====== READING TEXT ======
How critical can one be of a film exploring the origins of mankind while Adam Sandler's carnival of juvenilia wails on in the adjacent theater? Rather, if its director is Ridley Scott and he had the pretention to call it Prometheus. In fact this latest of Scott's offerings is the most ambitious film in the Alien series he launched in 1979 with the finely crafted gothic horror Alien. His return marks not only a leap forward for the franchise in technical polish and panache from the c-grade schlock of Alien vs. Predator, but a new seriousness of purpose, I can't resist, alien even to the best films in the series like James Cameron's 1986 Aliens and its progenitor.
Like much else in Prometheus the premise is a science fiction staple: whence man? Alas, the premise is the only unconfused element in Prometheus. Almost. The plodding opening is clear enough. One hundred or so years from now scientists discover identical markings in ruins of ancient dwellings from across the world. They all share the image of a man, his hand raised to the heavens pointing to a cluster of five stars. The scientists conclude this is an invitation and a few years later a trillion dollar mission is on its way through the cosmos financed by, well, trillionaire Peter Weyland. On board are a scientist couple, Elizabeth Shaw (Noomi Rapace) and Charlie Holloway (Logan Marshall-Green), with Captain Janek (Idris Elba), Mission Commander Meredith Vickers (Charlize Theron), and the android, David (Michael Fassbender.)
The Characters
Charlie Holloway, scientist, explaining things to the audience–I mean crew. |
Captain Janek |
Commander Meredith "Grumpy-Pants" Vickers |
David |
In a fleeting moment of meaning and comprehensibility, David asks Charlie why Charlie made him, which I guess is supposed to mean why mankind made androids. Charlie responds, "because we could." David then asks whether Charlie would not find such an answer from his own creator quite unsatisfactory. Yet what kind of questions is this, and what kind of answer? Wouldn't mankind make androids for particular purposes? Why is this David's response, anyway? I guess he could have said anything because we don't really know anything about his character so no answer would have been out of character. I guess he just said what the writer needed so David could say what the writer wanted. Oh, and why would David ask such a question of Charlie, and not Weyland, the man who considers himself David's father?
====== GIVEN DATA ======
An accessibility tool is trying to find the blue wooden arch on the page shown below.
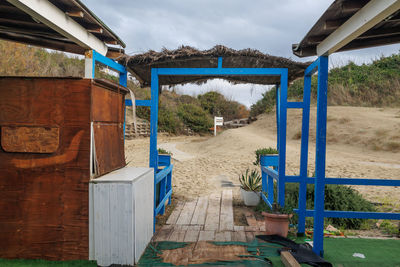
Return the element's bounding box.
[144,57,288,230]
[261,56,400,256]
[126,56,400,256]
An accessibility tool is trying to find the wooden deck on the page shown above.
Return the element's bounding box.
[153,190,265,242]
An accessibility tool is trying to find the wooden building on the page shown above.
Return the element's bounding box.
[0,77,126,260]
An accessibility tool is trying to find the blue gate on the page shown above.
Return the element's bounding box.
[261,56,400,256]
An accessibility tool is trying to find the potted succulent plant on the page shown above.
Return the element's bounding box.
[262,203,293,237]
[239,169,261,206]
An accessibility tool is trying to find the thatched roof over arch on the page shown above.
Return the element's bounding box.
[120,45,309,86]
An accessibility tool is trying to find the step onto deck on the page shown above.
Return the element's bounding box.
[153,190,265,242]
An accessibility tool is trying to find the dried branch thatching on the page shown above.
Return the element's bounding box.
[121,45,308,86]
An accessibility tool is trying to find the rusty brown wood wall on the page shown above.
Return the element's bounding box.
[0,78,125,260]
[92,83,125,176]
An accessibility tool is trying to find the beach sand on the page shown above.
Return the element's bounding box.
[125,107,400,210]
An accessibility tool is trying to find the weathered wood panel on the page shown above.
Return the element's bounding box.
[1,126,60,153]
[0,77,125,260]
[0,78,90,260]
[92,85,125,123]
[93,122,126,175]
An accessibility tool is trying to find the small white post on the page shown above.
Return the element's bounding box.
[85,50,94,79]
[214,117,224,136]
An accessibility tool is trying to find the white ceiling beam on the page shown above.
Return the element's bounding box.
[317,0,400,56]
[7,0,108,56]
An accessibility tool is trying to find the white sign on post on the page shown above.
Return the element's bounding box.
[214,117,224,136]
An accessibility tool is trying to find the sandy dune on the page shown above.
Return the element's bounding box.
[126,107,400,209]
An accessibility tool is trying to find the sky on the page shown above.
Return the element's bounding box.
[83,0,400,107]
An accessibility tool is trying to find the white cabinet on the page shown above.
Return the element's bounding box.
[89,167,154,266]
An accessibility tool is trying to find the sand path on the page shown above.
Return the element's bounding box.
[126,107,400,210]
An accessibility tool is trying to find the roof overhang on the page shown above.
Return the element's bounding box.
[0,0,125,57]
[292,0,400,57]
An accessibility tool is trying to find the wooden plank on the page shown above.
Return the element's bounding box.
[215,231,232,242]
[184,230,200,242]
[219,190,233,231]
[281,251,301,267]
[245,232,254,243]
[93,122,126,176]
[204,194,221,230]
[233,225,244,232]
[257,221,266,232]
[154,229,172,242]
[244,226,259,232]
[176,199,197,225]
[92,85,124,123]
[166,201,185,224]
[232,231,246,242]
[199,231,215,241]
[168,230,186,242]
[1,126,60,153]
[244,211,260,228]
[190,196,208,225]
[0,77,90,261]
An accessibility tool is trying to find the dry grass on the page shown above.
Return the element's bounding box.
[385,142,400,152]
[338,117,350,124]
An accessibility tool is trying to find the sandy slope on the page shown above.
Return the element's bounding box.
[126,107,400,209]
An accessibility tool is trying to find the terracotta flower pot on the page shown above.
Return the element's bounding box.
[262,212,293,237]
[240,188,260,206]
======
====== GIVEN DATA ======
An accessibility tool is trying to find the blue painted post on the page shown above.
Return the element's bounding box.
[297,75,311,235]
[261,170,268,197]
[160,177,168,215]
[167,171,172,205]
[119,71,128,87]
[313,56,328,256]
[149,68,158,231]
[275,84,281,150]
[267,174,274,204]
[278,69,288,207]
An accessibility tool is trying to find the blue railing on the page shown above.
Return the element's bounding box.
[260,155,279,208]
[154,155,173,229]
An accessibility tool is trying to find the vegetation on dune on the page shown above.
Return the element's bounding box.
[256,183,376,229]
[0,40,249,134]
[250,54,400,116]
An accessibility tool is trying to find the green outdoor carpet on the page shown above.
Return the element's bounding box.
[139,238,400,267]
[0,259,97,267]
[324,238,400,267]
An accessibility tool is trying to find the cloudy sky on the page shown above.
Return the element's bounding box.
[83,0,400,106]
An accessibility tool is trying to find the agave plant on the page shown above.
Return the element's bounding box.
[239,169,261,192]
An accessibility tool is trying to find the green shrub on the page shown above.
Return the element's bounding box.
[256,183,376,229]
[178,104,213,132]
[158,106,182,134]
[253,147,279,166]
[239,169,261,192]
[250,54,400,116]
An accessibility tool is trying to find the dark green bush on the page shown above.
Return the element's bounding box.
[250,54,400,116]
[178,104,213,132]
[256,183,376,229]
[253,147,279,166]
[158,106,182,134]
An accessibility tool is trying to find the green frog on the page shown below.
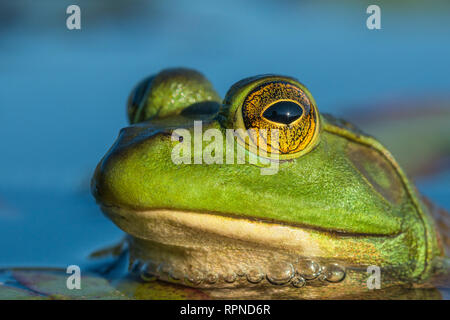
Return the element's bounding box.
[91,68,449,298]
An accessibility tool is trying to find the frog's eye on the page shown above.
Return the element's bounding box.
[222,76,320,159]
======
TASK A: In the film review, switch "gothic horror" to "space horror" and give the passage from "How critical can" up to and including "and its progenitor.".
TASK B: Render the records from the line with "An accessibility tool is trying to find the blue railing" up to and including the line with "[154,155,173,229]" as a two-column CSV with the headers request and answer. Give one row per request, with each field quoted and line breaks turned into spaces.
The film review and the records were taken from different sources.

WRITTEN ANSWER A:
How critical can one be of a film exploring the origins of mankind while Adam Sandler's carnival of juvenilia wails on in the adjacent theater? Rather, if its director is Ridley Scott and he had the pretention to call it Prometheus. In fact this latest of Scott's offerings is the most ambitious film in the Alien series he launched in 1979 with the finely crafted space horror Alien. His return marks not only a leap forward for the franchise in technical polish and panache from the c-grade schlock of Alien vs. Predator, but a new seriousness of purpose, I can't resist, alien even to the best films in the series like James Cameron's 1986 Aliens and its progenitor.

WRITTEN ANSWER B:
request,answer
"An accessibility tool is trying to find the blue railing on the page shown above. Return the element's bounding box.","[260,155,279,208] [154,155,173,229]"